[Information supplied start]

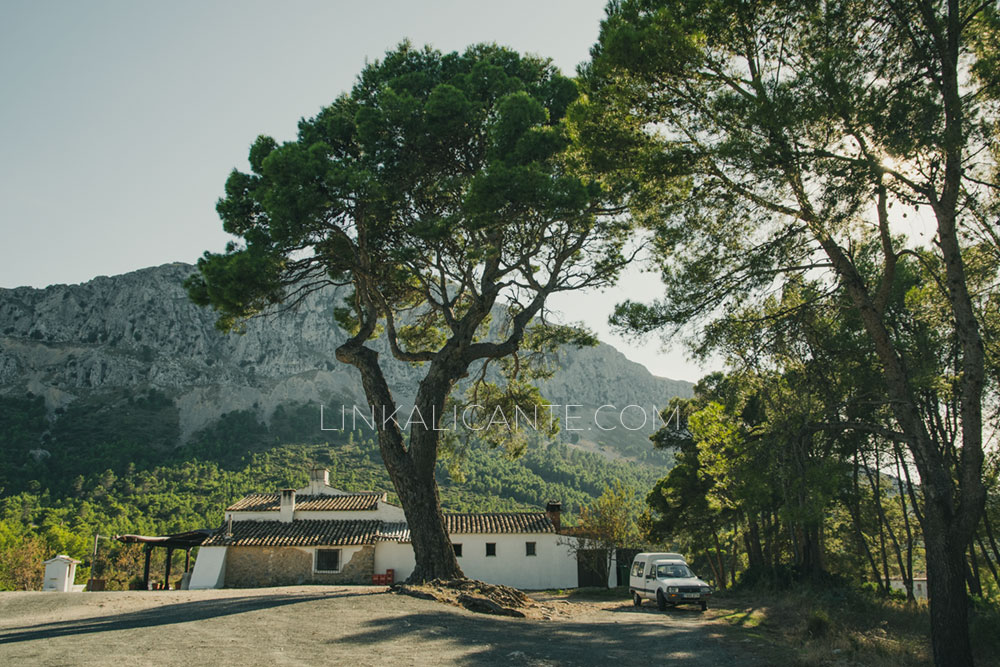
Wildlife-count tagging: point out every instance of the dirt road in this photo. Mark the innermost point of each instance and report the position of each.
(354, 626)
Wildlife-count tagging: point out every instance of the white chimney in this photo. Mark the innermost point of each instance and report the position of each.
(319, 480)
(287, 510)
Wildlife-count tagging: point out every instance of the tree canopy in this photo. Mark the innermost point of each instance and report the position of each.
(803, 134)
(447, 193)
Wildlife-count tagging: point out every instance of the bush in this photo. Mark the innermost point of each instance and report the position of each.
(818, 624)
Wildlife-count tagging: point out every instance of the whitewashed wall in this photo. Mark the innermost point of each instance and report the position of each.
(396, 556)
(553, 566)
(209, 568)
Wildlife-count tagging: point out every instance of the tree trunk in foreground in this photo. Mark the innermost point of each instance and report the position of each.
(410, 469)
(432, 549)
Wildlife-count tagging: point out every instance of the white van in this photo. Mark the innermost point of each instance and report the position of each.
(666, 578)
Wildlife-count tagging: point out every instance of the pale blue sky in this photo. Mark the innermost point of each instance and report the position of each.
(119, 121)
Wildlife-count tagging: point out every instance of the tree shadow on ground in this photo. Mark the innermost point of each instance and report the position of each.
(557, 642)
(180, 612)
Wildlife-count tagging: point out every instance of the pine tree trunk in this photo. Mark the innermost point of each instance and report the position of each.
(411, 469)
(432, 549)
(949, 600)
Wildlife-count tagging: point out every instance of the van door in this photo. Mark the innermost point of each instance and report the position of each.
(650, 580)
(636, 578)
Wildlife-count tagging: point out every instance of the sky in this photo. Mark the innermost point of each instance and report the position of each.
(119, 121)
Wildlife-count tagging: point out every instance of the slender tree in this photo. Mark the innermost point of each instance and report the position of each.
(798, 127)
(444, 193)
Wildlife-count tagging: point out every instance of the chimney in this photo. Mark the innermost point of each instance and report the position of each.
(287, 511)
(319, 479)
(553, 510)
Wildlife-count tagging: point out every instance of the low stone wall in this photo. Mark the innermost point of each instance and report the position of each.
(255, 567)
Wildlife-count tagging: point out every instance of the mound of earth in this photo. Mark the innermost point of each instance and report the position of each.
(477, 596)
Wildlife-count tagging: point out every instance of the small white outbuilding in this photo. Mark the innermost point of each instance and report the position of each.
(59, 574)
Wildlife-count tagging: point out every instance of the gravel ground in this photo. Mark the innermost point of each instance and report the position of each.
(311, 625)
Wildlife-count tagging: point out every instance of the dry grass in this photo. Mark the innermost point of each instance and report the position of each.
(833, 627)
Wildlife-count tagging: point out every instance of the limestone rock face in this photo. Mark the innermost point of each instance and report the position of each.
(138, 331)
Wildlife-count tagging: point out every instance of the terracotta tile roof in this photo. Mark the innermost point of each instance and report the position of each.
(299, 533)
(464, 524)
(271, 502)
(498, 522)
(394, 531)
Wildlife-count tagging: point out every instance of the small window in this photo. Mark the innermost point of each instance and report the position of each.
(328, 560)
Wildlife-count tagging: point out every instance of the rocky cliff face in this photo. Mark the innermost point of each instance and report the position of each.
(139, 331)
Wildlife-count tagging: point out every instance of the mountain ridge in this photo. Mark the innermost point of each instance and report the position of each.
(138, 331)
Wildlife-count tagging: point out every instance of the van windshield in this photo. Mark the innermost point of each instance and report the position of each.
(673, 571)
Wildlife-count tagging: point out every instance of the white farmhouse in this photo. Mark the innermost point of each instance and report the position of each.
(319, 534)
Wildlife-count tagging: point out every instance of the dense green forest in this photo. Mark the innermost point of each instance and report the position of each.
(100, 475)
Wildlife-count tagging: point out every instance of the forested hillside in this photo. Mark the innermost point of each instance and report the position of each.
(100, 475)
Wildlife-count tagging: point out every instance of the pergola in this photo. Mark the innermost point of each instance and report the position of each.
(185, 541)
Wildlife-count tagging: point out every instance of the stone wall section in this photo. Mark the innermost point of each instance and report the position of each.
(256, 567)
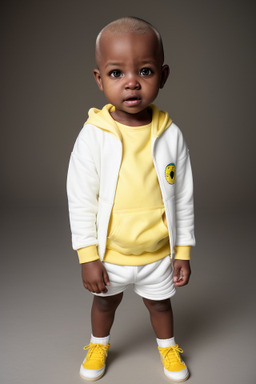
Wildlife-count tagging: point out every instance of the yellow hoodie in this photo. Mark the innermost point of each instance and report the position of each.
(137, 232)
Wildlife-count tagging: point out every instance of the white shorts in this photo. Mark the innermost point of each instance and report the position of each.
(151, 281)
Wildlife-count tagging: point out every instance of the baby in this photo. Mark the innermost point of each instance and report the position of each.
(130, 194)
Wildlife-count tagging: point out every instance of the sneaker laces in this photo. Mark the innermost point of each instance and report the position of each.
(97, 351)
(171, 355)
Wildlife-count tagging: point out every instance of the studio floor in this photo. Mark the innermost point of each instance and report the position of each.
(45, 311)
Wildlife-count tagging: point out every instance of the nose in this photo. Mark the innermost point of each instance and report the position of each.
(132, 82)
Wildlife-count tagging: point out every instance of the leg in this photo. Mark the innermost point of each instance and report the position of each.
(103, 314)
(161, 317)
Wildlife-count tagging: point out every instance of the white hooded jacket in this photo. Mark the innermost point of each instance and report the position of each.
(93, 175)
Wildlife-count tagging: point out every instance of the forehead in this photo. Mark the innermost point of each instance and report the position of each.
(118, 47)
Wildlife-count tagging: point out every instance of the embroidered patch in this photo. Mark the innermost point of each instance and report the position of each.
(170, 173)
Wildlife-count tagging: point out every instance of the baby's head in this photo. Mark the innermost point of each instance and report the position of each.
(130, 71)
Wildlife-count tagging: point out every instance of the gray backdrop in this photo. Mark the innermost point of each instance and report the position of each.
(47, 88)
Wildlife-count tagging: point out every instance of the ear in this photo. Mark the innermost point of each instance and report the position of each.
(98, 79)
(164, 75)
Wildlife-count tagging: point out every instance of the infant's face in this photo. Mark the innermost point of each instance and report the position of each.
(130, 73)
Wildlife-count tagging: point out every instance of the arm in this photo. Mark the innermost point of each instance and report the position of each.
(181, 272)
(95, 277)
(83, 190)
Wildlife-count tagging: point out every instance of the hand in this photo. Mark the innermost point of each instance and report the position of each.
(181, 272)
(95, 277)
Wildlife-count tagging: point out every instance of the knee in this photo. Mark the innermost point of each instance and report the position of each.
(107, 304)
(158, 306)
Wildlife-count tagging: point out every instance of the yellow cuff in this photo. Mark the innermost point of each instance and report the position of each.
(182, 252)
(87, 254)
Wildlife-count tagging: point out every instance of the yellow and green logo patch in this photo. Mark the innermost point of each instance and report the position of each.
(170, 173)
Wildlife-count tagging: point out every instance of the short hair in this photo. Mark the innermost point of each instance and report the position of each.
(131, 24)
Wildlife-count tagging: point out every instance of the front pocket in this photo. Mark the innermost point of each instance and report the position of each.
(137, 231)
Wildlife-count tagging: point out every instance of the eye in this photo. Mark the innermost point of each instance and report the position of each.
(146, 72)
(116, 73)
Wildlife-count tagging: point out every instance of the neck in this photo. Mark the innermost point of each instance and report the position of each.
(133, 120)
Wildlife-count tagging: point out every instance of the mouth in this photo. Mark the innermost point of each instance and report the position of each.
(132, 101)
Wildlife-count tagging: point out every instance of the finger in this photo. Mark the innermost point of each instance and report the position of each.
(176, 274)
(106, 278)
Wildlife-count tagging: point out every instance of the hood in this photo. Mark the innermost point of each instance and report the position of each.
(102, 119)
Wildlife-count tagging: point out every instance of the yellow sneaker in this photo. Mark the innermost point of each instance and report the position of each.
(93, 366)
(174, 367)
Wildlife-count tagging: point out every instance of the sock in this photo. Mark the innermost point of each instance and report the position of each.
(100, 340)
(164, 343)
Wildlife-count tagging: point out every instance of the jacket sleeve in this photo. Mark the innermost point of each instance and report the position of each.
(82, 192)
(184, 201)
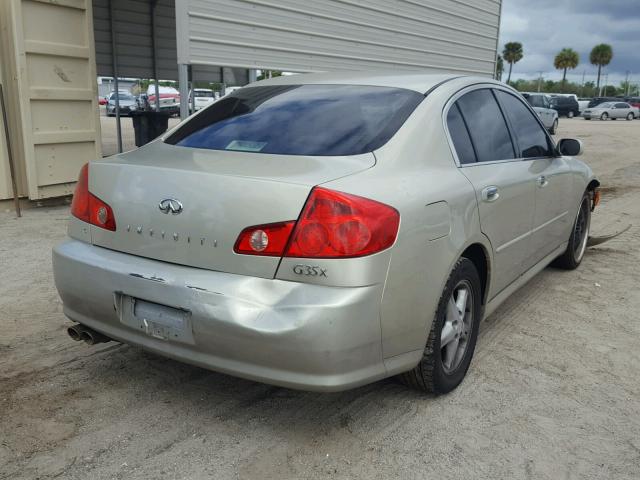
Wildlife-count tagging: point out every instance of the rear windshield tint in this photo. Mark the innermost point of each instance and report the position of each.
(301, 120)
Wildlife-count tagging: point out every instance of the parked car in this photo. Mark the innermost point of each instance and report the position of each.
(633, 101)
(583, 103)
(566, 106)
(200, 98)
(169, 99)
(542, 107)
(598, 100)
(611, 110)
(127, 104)
(369, 241)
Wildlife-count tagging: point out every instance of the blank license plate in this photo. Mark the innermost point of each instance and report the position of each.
(158, 321)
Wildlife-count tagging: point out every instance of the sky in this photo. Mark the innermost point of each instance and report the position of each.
(544, 27)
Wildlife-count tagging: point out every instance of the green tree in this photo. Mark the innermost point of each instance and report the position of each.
(601, 55)
(565, 59)
(512, 53)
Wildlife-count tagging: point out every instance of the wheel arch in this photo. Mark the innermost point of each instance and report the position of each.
(479, 256)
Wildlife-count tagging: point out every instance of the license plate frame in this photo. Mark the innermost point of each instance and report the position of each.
(156, 320)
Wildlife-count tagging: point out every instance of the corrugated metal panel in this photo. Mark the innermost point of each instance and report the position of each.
(54, 93)
(438, 35)
(132, 24)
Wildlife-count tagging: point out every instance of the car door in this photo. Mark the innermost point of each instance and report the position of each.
(504, 186)
(553, 180)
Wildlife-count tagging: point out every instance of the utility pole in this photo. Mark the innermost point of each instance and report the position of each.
(626, 85)
(539, 81)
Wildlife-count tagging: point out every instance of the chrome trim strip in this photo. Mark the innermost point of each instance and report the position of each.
(530, 232)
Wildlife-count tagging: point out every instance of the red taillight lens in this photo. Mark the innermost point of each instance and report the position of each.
(89, 208)
(268, 240)
(80, 202)
(339, 225)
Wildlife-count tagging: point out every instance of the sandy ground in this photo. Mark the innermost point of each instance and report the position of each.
(552, 393)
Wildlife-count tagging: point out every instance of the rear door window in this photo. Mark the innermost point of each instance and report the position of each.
(460, 136)
(531, 138)
(301, 120)
(487, 127)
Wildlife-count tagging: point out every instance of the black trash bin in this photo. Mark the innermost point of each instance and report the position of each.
(149, 125)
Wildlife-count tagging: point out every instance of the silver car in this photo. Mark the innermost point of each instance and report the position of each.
(611, 110)
(542, 106)
(325, 231)
(127, 104)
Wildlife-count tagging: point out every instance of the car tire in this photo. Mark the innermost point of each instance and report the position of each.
(573, 255)
(436, 373)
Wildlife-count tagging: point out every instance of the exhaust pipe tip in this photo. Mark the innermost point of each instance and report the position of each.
(75, 332)
(89, 336)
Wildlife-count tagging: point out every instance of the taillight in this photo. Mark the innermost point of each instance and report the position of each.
(268, 240)
(89, 208)
(339, 225)
(332, 225)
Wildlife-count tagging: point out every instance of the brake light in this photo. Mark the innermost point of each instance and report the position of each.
(89, 208)
(339, 225)
(267, 240)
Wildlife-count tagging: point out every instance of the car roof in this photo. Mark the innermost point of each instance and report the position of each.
(418, 81)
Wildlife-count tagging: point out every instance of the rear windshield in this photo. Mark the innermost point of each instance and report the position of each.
(301, 120)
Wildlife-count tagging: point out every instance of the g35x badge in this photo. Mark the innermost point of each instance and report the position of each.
(309, 270)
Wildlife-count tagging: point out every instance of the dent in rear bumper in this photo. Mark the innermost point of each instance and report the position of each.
(286, 333)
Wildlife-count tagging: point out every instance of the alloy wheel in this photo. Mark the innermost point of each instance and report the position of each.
(457, 327)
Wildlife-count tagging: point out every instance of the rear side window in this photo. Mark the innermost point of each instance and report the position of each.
(487, 127)
(531, 138)
(301, 120)
(460, 136)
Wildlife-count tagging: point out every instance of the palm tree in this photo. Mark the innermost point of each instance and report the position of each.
(567, 58)
(512, 53)
(601, 55)
(499, 67)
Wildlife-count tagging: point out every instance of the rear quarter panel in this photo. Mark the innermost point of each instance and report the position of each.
(415, 173)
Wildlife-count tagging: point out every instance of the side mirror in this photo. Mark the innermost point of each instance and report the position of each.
(570, 147)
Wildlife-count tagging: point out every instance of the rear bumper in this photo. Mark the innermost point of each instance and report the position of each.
(286, 333)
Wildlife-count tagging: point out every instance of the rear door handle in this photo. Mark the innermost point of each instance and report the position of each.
(490, 194)
(542, 181)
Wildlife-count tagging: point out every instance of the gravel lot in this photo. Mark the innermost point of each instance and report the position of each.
(553, 391)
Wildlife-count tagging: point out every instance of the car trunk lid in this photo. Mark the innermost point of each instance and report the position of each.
(220, 194)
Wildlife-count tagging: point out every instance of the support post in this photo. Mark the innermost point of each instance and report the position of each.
(183, 80)
(12, 167)
(114, 60)
(154, 57)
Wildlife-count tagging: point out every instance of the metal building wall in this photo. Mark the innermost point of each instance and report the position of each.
(49, 70)
(458, 36)
(132, 25)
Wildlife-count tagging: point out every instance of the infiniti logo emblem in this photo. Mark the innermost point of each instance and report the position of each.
(170, 205)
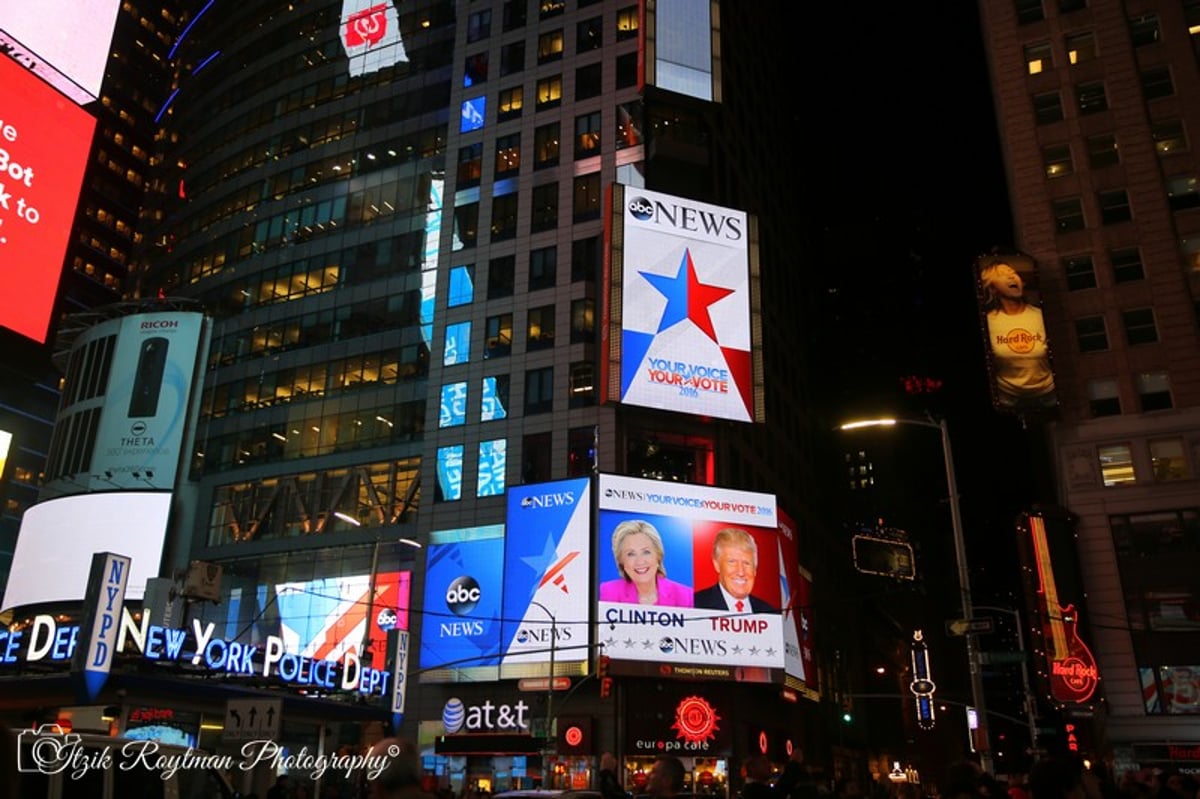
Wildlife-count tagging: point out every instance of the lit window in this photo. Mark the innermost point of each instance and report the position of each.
(492, 464)
(1168, 460)
(495, 398)
(453, 410)
(550, 91)
(627, 23)
(1080, 48)
(1182, 192)
(1169, 136)
(550, 46)
(1116, 464)
(462, 286)
(449, 485)
(1038, 56)
(509, 103)
(1056, 160)
(540, 328)
(508, 154)
(457, 348)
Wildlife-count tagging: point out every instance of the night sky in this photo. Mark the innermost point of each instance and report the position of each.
(909, 191)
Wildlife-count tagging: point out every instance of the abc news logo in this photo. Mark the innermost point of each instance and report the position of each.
(463, 595)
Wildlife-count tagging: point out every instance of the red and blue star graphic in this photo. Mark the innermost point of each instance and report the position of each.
(687, 296)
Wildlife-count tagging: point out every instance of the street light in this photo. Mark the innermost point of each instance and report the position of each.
(960, 556)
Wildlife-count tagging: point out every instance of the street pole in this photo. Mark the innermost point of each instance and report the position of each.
(550, 680)
(960, 556)
(1031, 720)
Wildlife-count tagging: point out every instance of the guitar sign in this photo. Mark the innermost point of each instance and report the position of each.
(1073, 673)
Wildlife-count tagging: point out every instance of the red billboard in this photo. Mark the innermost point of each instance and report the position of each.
(43, 150)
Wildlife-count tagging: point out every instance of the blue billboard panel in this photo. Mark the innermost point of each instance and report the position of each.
(546, 575)
(463, 580)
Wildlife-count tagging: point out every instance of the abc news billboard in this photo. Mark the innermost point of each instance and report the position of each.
(1018, 348)
(681, 323)
(501, 599)
(43, 151)
(693, 582)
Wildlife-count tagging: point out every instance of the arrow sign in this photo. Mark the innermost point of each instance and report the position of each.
(970, 626)
(252, 720)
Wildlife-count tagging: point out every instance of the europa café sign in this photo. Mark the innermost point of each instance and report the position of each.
(46, 641)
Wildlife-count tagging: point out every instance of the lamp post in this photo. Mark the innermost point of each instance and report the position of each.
(550, 680)
(960, 556)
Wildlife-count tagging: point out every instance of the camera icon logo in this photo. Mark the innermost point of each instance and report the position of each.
(46, 750)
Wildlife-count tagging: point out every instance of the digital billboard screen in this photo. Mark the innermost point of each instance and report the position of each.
(43, 150)
(689, 581)
(148, 398)
(546, 575)
(58, 538)
(461, 613)
(1018, 347)
(681, 305)
(65, 42)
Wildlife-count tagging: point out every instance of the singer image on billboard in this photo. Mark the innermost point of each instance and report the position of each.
(637, 550)
(1017, 336)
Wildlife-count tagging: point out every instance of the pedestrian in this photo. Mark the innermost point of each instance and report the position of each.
(609, 781)
(666, 778)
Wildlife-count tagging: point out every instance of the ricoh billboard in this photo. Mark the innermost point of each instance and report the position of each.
(681, 323)
(148, 398)
(43, 151)
(689, 581)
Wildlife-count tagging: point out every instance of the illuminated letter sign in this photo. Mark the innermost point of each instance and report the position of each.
(103, 602)
(922, 682)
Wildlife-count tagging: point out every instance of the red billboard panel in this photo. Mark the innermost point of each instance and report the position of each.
(43, 150)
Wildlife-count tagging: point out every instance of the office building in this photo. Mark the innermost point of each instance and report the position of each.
(1098, 113)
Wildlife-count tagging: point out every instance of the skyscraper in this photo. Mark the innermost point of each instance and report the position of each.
(397, 217)
(1097, 109)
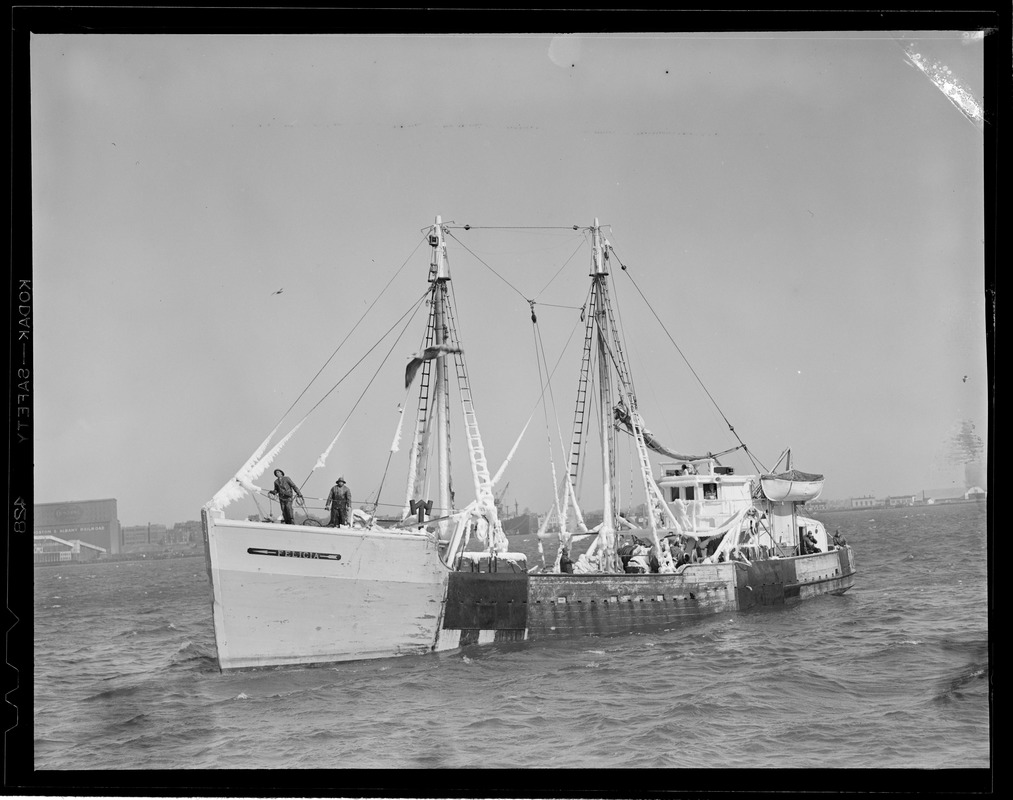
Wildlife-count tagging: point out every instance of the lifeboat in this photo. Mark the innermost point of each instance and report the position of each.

[Information supplied end]

Convert the data from the line that contains "Wildlife-count tagging: point out every instance of the office" through the last line into a JSON list of strings, one string per line, skipping blank lines. Leave the pictures out of the answer.

Full output:
[
  "Wildlife-count tagging: point out every instance of the office building in this photo. Mark the innermost point of each instance and report the position of each.",
  "(1098, 113)",
  "Wildlife-count tagging: point out every instance of the skyscraper in this photo. Mark the innermost point of each instance and report the position of each.",
  "(397, 217)",
  "(1097, 109)",
  "Wildlife-count tagging: point out every instance of the lifeboat in this photo. Mark the innermost point of each instance and report the position of each."
]